:: The problem ::
Using only the records, tally the lines with "cactus" in them and state that total by itself.

(Saved entries)
————————

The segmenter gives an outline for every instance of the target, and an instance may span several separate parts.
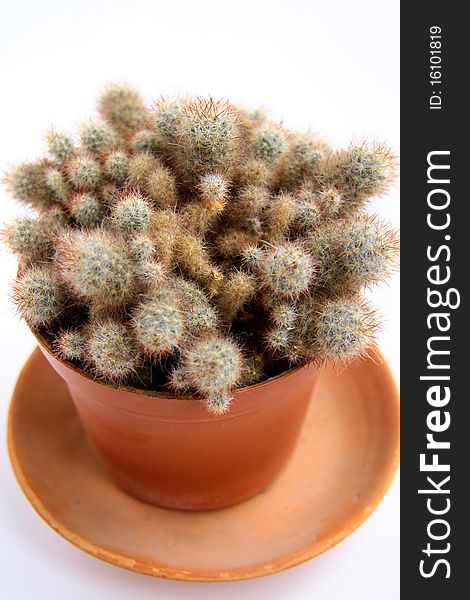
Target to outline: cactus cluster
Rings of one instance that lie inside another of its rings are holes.
[[[261,110],[147,106],[109,84],[97,116],[49,130],[46,149],[5,176],[29,211],[2,235],[14,302],[61,359],[220,414],[237,386],[373,346],[361,293],[398,250],[366,212],[393,180],[385,146],[335,151]]]

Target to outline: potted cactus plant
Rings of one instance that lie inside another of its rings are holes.
[[[370,351],[364,288],[397,234],[366,211],[383,145],[335,151],[257,110],[112,84],[77,139],[5,177],[13,298],[89,440],[132,494],[213,508],[265,487],[319,367]]]

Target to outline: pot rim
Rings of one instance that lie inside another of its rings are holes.
[[[201,401],[201,399],[197,396],[178,396],[177,394],[173,394],[173,393],[167,392],[165,390],[142,390],[142,389],[135,388],[135,387],[132,387],[129,385],[119,385],[119,384],[113,384],[113,383],[110,383],[107,381],[102,381],[101,379],[94,377],[91,373],[88,373],[84,369],[77,367],[77,365],[74,365],[70,361],[60,358],[59,356],[55,355],[51,351],[50,344],[47,342],[45,337],[39,332],[36,332],[33,330],[31,330],[31,331],[32,331],[34,337],[36,338],[36,340],[38,341],[39,345],[41,346],[41,348],[43,350],[45,350],[47,352],[47,354],[49,354],[49,356],[51,356],[54,360],[58,361],[64,367],[67,367],[68,369],[70,369],[71,371],[76,373],[77,375],[81,375],[83,378],[87,379],[88,381],[92,381],[94,383],[97,383],[98,385],[102,385],[107,388],[120,390],[120,391],[124,391],[124,392],[129,392],[131,394],[137,394],[139,396],[148,396],[151,398],[152,397],[153,398],[155,398],[155,397],[165,398],[166,400],[194,400],[197,402]],[[256,389],[259,389],[266,385],[271,385],[272,383],[276,382],[277,380],[283,379],[285,377],[289,377],[302,369],[314,369],[314,372],[316,373],[317,371],[319,371],[321,369],[323,364],[324,364],[324,361],[312,359],[303,365],[297,365],[296,367],[287,369],[287,371],[283,371],[282,373],[279,373],[278,375],[274,375],[273,377],[269,377],[268,379],[265,379],[258,383],[253,383],[251,385],[245,385],[245,386],[242,386],[239,388],[235,388],[233,390],[233,393],[238,396],[240,394],[243,394],[244,392],[247,392],[248,390],[250,390],[250,391],[256,390]]]

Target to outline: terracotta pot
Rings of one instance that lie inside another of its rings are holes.
[[[39,342],[111,478],[170,508],[220,508],[268,486],[292,453],[318,378],[306,365],[241,388],[215,417],[197,399],[100,383]]]

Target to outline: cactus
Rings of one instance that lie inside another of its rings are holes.
[[[294,223],[298,227],[299,208],[292,194],[278,194],[267,207],[264,218],[267,233],[265,238],[276,243],[284,239]]]
[[[5,176],[8,192],[15,200],[33,208],[43,210],[53,207],[56,199],[46,179],[50,167],[51,163],[45,159],[15,165]]]
[[[98,377],[122,383],[134,374],[140,356],[129,329],[110,318],[91,321],[85,348],[85,360]]]
[[[176,262],[181,270],[199,283],[210,295],[216,295],[224,275],[215,265],[201,238],[181,234],[176,240]]]
[[[50,267],[30,267],[13,283],[13,298],[19,313],[33,328],[50,325],[62,315],[66,290]]]
[[[319,284],[355,293],[387,278],[396,263],[398,237],[388,225],[364,215],[319,229],[308,247],[317,257]]]
[[[170,289],[160,289],[133,313],[135,338],[142,352],[154,358],[178,348],[184,335],[183,314]]]
[[[242,379],[243,385],[259,383],[266,377],[266,361],[263,354],[249,352],[245,356]]]
[[[65,162],[75,154],[72,138],[56,129],[50,129],[46,135],[47,149],[54,160]]]
[[[324,142],[313,135],[294,135],[281,166],[278,186],[293,190],[317,170],[322,157],[327,153]]]
[[[174,142],[178,135],[178,123],[182,106],[174,100],[162,99],[153,110],[153,119],[158,133],[167,142]]]
[[[314,262],[298,244],[287,242],[265,252],[259,275],[275,296],[296,298],[311,284]]]
[[[326,161],[320,178],[344,195],[344,211],[361,208],[371,196],[383,194],[395,177],[395,158],[383,144],[352,144]]]
[[[86,335],[80,329],[59,331],[52,343],[57,356],[65,360],[83,360],[85,358]]]
[[[154,152],[159,149],[158,138],[150,129],[136,131],[132,136],[130,144],[135,152]]]
[[[56,264],[78,298],[115,308],[134,295],[134,270],[124,242],[102,230],[70,231],[56,242]]]
[[[125,235],[142,233],[152,222],[152,207],[137,192],[126,192],[111,209],[112,226]]]
[[[148,122],[148,111],[140,94],[123,83],[107,85],[98,98],[98,112],[121,133],[142,129]]]
[[[242,250],[242,259],[244,266],[249,271],[260,271],[264,258],[264,251],[258,246],[249,245]]]
[[[149,198],[161,208],[175,208],[178,204],[175,178],[164,165],[154,163],[141,185]]]
[[[128,184],[143,190],[150,173],[158,167],[158,160],[150,152],[136,152],[127,165]]]
[[[357,300],[330,300],[318,308],[312,344],[321,358],[344,364],[364,354],[373,343],[376,315]]]
[[[68,164],[67,171],[71,183],[77,190],[92,192],[102,181],[99,164],[85,156],[74,158]]]
[[[211,98],[147,108],[127,84],[97,108],[77,145],[51,129],[5,177],[32,209],[2,230],[13,299],[60,359],[222,414],[237,386],[373,347],[360,294],[398,251],[365,211],[393,179],[385,146],[333,151]]]
[[[228,199],[229,183],[220,173],[206,173],[197,186],[199,199],[208,210],[220,212],[225,208]]]
[[[95,227],[104,219],[106,210],[102,202],[90,194],[77,194],[70,201],[70,214],[82,227]]]
[[[201,288],[192,281],[177,277],[173,281],[173,289],[180,298],[189,335],[198,336],[216,330],[219,321],[217,313]]]
[[[111,206],[119,198],[121,190],[112,183],[105,183],[99,190],[99,198],[106,207]]]
[[[334,219],[341,214],[344,207],[344,198],[334,186],[320,190],[317,198],[318,206],[324,217]]]
[[[217,298],[220,314],[231,323],[245,304],[254,298],[255,292],[255,278],[243,271],[234,271],[224,282]]]
[[[181,365],[175,367],[173,371],[171,371],[168,377],[168,385],[178,394],[186,394],[191,389],[191,385],[189,384],[186,373]]]
[[[253,246],[258,241],[258,237],[244,229],[228,229],[225,233],[217,236],[215,246],[222,260],[230,262],[231,260],[243,256],[247,248]]]
[[[106,123],[89,121],[84,123],[80,131],[80,141],[85,152],[99,157],[109,152],[116,145],[116,135]]]
[[[238,167],[235,177],[240,187],[249,185],[267,187],[271,178],[271,170],[264,161],[251,158]]]
[[[47,169],[46,183],[57,200],[66,206],[70,191],[62,172],[59,169]]]
[[[208,172],[225,173],[236,165],[237,114],[228,103],[196,100],[184,107],[177,122],[174,163],[186,184]]]
[[[253,154],[255,158],[267,163],[275,163],[281,156],[285,145],[284,134],[280,128],[269,126],[255,131]]]
[[[183,355],[188,383],[215,414],[228,410],[230,390],[240,381],[242,365],[238,346],[218,336],[196,341]]]
[[[247,185],[241,188],[230,207],[227,208],[227,218],[234,224],[250,228],[250,221],[258,219],[269,204],[269,190],[264,187]]]
[[[123,185],[127,181],[129,157],[122,150],[111,152],[105,161],[105,173],[116,184]]]
[[[55,215],[18,217],[2,230],[2,239],[23,261],[44,261],[52,256],[53,239],[61,226]]]

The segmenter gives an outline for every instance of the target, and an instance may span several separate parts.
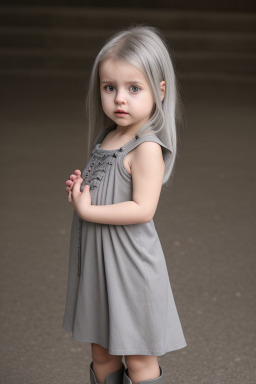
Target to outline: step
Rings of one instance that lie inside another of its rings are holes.
[[[177,75],[182,73],[220,73],[256,76],[256,54],[178,52],[173,58]],[[0,69],[17,70],[60,70],[88,73],[93,58],[84,51],[35,49],[0,49]]]
[[[56,7],[104,7],[106,2],[104,0],[2,0],[1,4],[4,6],[56,6]],[[116,8],[120,6],[120,1],[111,0],[108,2],[108,7]],[[182,10],[208,10],[208,11],[230,11],[255,12],[255,2],[252,0],[233,1],[229,0],[215,0],[206,2],[205,0],[197,0],[191,2],[189,0],[130,0],[126,3],[127,8],[143,8],[143,9],[182,9]]]
[[[0,25],[112,30],[146,23],[161,30],[256,31],[253,12],[149,8],[0,7]]]
[[[98,51],[116,30],[81,28],[0,27],[0,46],[17,48],[86,49]],[[256,34],[216,31],[163,31],[171,49],[177,51],[256,52]]]

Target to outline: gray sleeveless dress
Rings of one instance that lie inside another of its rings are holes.
[[[135,135],[116,150],[95,145],[81,185],[90,185],[93,205],[132,200],[123,159],[144,141],[159,143],[163,157],[169,151],[155,134]],[[62,327],[112,355],[161,356],[187,345],[153,220],[99,224],[74,211]]]

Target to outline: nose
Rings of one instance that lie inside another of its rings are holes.
[[[124,92],[122,92],[121,90],[116,92],[115,102],[117,104],[125,104],[126,103]]]

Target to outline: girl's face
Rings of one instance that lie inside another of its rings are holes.
[[[133,65],[106,59],[99,67],[101,104],[117,129],[136,132],[154,107],[151,87],[145,75]]]

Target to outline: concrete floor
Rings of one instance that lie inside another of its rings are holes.
[[[188,346],[165,384],[253,384],[255,83],[182,81],[186,125],[154,221]],[[89,384],[89,343],[61,327],[86,81],[1,78],[1,384]]]

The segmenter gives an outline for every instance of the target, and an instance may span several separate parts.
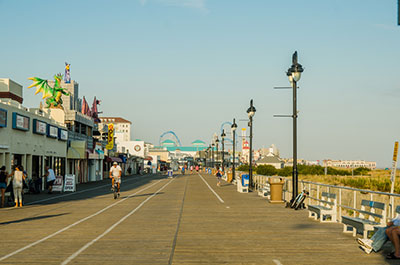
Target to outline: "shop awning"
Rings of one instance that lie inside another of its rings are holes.
[[[107,162],[122,163],[122,159],[119,158],[119,157],[112,157],[112,156],[109,156],[109,157],[107,157]]]
[[[68,147],[67,158],[86,159],[86,142],[71,141],[70,147]]]
[[[68,159],[84,159],[85,158],[85,154],[81,154],[81,152],[79,152],[78,150],[76,150],[73,147],[69,147],[68,148],[68,153],[67,153],[67,158]]]

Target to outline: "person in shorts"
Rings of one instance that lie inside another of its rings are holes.
[[[53,193],[53,185],[54,185],[54,181],[56,180],[56,174],[54,174],[54,170],[46,167],[46,174],[45,174],[46,178],[47,178],[47,189],[48,189],[48,194],[52,194]]]
[[[110,179],[112,179],[112,189],[114,189],[114,183],[116,181],[118,185],[118,197],[119,197],[119,191],[121,187],[121,175],[122,175],[122,169],[118,165],[117,162],[113,163],[113,166],[110,169]]]

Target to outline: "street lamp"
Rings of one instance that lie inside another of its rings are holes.
[[[215,144],[211,144],[211,156],[212,156],[212,162],[211,162],[211,167],[214,168],[214,146]]]
[[[232,130],[232,137],[233,137],[233,165],[232,165],[232,181],[235,179],[235,138],[236,138],[236,129],[237,129],[237,124],[235,122],[235,119],[233,119],[233,123],[231,125],[231,130]]]
[[[292,56],[292,66],[286,75],[293,88],[293,172],[292,172],[292,200],[293,202],[298,193],[298,172],[297,172],[297,82],[300,80],[301,73],[304,71],[301,64],[297,62],[297,51]]]
[[[222,139],[222,172],[225,171],[225,167],[224,167],[224,164],[225,164],[225,154],[224,154],[225,153],[225,145],[224,145],[225,136],[226,136],[225,130],[222,129],[222,133],[221,133],[221,139]]]
[[[249,157],[249,187],[252,185],[253,177],[253,116],[256,113],[256,108],[253,106],[253,100],[250,100],[250,107],[247,109],[247,115],[249,116],[249,127],[250,127],[250,157]]]
[[[217,147],[217,167],[218,167],[218,143],[219,143],[219,139],[217,136],[217,138],[215,139],[215,146]]]

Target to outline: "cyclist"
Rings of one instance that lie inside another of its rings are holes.
[[[110,169],[110,179],[112,179],[112,190],[114,190],[114,182],[117,182],[118,185],[118,197],[119,197],[119,190],[121,186],[121,175],[122,175],[122,169],[118,165],[117,162],[113,163],[113,166]]]

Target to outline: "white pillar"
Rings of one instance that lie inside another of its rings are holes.
[[[26,173],[28,174],[28,177],[32,179],[32,155],[26,155]]]

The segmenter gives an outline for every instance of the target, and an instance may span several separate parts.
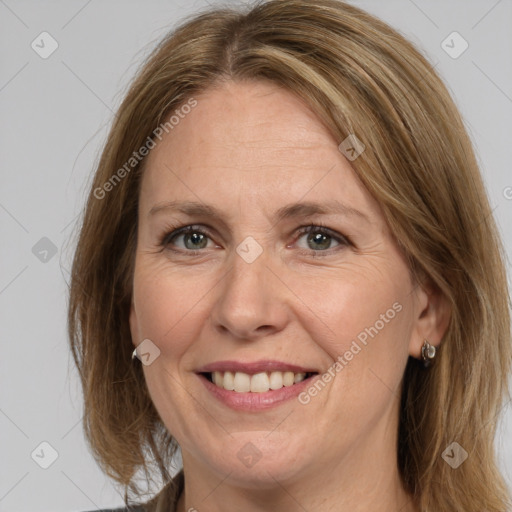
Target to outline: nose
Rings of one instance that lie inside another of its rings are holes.
[[[211,312],[214,327],[224,336],[257,340],[285,327],[291,292],[270,259],[268,251],[263,251],[249,263],[233,251],[227,273],[215,287]]]

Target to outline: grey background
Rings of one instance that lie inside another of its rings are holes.
[[[352,3],[417,43],[448,84],[510,255],[511,0]],[[73,228],[108,123],[138,64],[183,16],[205,5],[0,0],[0,511],[122,504],[81,430],[81,394],[66,339]],[[31,47],[43,31],[59,45],[47,59]],[[457,59],[441,47],[453,31],[469,43]],[[50,460],[42,442],[58,452],[48,469],[31,457],[36,450],[40,462]],[[510,406],[496,446],[512,485]]]

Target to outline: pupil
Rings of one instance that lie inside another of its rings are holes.
[[[322,239],[324,243],[322,244]],[[317,233],[309,237],[310,241],[313,241],[315,244],[320,244],[321,248],[328,249],[329,248],[329,235],[325,235],[324,233]]]
[[[204,238],[204,236],[201,233],[191,233],[188,236],[189,236],[190,241],[192,242],[192,245],[196,245],[196,244],[200,243]],[[201,247],[204,247],[204,244],[201,245]],[[192,247],[192,249],[197,249],[197,245],[196,245],[196,247]]]

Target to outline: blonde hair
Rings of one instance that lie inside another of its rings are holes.
[[[69,337],[84,429],[102,469],[136,495],[136,472],[170,481],[177,443],[133,364],[131,302],[142,160],[166,116],[223,80],[267,80],[301,97],[343,141],[403,249],[452,312],[436,363],[409,358],[397,464],[421,510],[503,512],[510,495],[494,452],[512,362],[505,252],[460,114],[429,62],[397,31],[336,0],[271,0],[188,19],[150,55],[124,99],[96,169],[76,248]],[[171,135],[172,136],[172,135]],[[96,192],[95,192],[96,191]],[[469,454],[453,469],[452,442]]]

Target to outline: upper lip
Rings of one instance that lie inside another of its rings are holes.
[[[248,374],[260,372],[294,372],[294,373],[317,373],[316,370],[299,366],[296,364],[285,363],[272,359],[262,359],[260,361],[242,362],[242,361],[216,361],[201,366],[196,370],[197,373],[211,372],[242,372]]]

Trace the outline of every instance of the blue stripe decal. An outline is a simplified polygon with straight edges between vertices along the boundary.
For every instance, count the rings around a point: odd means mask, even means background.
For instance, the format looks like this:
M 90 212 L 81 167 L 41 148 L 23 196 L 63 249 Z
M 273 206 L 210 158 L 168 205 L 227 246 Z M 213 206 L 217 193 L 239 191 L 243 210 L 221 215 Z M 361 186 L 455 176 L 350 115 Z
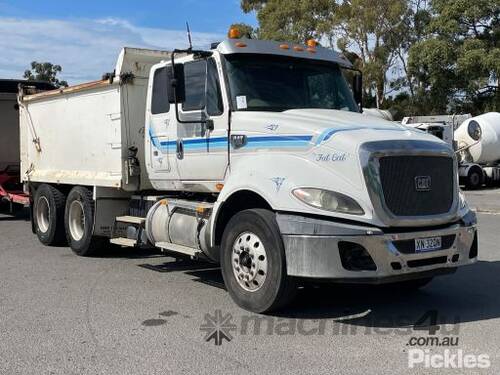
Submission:
M 309 142 L 312 139 L 311 135 L 271 135 L 271 136 L 257 136 L 257 137 L 248 137 L 248 142 L 280 142 L 280 141 L 307 141 Z
M 149 136 L 153 145 L 159 149 L 165 150 L 170 146 L 176 146 L 177 141 L 158 142 L 153 131 L 149 130 Z M 311 135 L 286 135 L 286 136 L 254 136 L 248 137 L 247 143 L 243 148 L 281 148 L 281 147 L 308 147 L 310 146 Z M 227 137 L 215 138 L 190 138 L 184 139 L 183 144 L 186 150 L 219 149 L 227 147 Z
M 404 131 L 405 129 L 401 128 L 368 128 L 368 127 L 350 127 L 350 128 L 328 128 L 323 130 L 323 132 L 318 136 L 316 142 L 314 143 L 316 146 L 322 142 L 328 141 L 333 135 L 346 131 L 355 131 L 355 130 L 396 130 L 396 131 Z
M 156 139 L 154 133 L 153 133 L 153 129 L 149 128 L 149 138 L 151 139 L 151 143 L 153 144 L 153 146 L 155 146 L 156 148 L 160 148 L 160 145 L 158 144 L 158 140 Z

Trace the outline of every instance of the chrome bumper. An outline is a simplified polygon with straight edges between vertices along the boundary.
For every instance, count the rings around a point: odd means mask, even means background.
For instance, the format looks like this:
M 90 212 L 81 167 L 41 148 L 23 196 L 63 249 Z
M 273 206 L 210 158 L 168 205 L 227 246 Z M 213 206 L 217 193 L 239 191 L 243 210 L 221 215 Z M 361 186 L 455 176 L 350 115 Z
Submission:
M 386 283 L 454 272 L 477 260 L 477 228 L 470 212 L 460 223 L 446 228 L 384 233 L 380 228 L 343 224 L 296 215 L 277 214 L 290 276 L 346 282 Z M 410 229 L 410 228 L 409 228 Z M 416 238 L 451 236 L 442 250 L 415 253 Z M 474 241 L 476 239 L 476 241 Z M 407 243 L 401 241 L 409 241 Z M 342 265 L 339 242 L 359 244 L 376 270 L 349 270 Z M 445 245 L 445 244 L 443 244 Z M 443 246 L 445 247 L 445 246 Z M 399 265 L 398 265 L 399 264 Z

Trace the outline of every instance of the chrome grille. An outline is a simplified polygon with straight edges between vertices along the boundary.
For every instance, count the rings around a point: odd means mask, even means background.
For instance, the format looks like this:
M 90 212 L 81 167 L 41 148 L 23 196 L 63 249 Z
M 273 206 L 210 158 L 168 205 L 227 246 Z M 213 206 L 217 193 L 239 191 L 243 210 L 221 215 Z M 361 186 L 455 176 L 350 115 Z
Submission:
M 445 156 L 383 156 L 379 175 L 387 208 L 395 216 L 448 213 L 454 198 L 453 159 Z M 422 189 L 416 181 L 427 181 Z

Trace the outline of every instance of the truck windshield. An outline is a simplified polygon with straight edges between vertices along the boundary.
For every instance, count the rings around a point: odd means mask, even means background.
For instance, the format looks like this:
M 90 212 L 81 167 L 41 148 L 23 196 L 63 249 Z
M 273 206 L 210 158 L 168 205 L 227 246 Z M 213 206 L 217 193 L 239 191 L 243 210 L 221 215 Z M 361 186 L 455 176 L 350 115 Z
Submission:
M 358 112 L 338 64 L 284 56 L 226 56 L 233 108 L 285 111 L 299 108 Z

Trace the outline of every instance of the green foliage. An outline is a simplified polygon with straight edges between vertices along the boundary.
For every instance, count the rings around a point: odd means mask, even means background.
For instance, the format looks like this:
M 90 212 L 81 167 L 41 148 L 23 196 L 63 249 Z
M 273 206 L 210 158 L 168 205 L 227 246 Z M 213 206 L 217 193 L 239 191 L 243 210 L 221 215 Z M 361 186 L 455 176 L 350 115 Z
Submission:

————————

:: Answer for the task ::
3